- **PASSAGE PROVIDED**:

- - - - -

ESDU 09012:2009

INTRODUCTION

Parachutes are usually soft fabric devices whose shapes have
been designed to produce, upon deployment, a retarding force for
the purpose of slowing and/or stabilising a given payload during
its movement through the air. The word parachute itself
comes from the combination of the French words parare, to
protect or shield, and chute, the fall; the combination of
words in ‘parachute' actually means "fall protection". The
main design criteria are that when stowed it should have minimal
mass and occupy minimal space, and upon deployment it should
reliably open within an acceptable time frame with acceptable
transitional loads, and provide the desired rate of descent with an
acceptable level of stability.

- - - - -

- **WORK TO DO**:
(a) According to the parachute introduction, what does the combination of words in "parachute" actually mean?
(b) Reproduce the parachute introduction from "Parachutes are usually" to "level of stability.".

- **DATASET EXTRACT**:
- - - - -

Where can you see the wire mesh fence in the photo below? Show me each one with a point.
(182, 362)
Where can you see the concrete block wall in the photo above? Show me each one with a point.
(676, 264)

- - - - -

- **SOLUTIONS**:
(a) Fall protection.

(b)
Parachutes are usually soft fabric devices whose shapes have
been designed to produce, upon deployment, a retarding force for
the purpose of slowing and/or stabilising a given payload during
its movement through the air. The word parachute itself
comes from the combination of the French words parare, to
protect or shield, and chute, the fall; the combination of
words in ‘parachute' actually means "fall protection". The
main design criteria are that when stowed it should have minimal
mass and occupy minimal space, and upon deployment it should
reliably open within an acceptable time frame with acceptable
transitional loads, and provide the desired rate of descent with an
acceptable level of stability.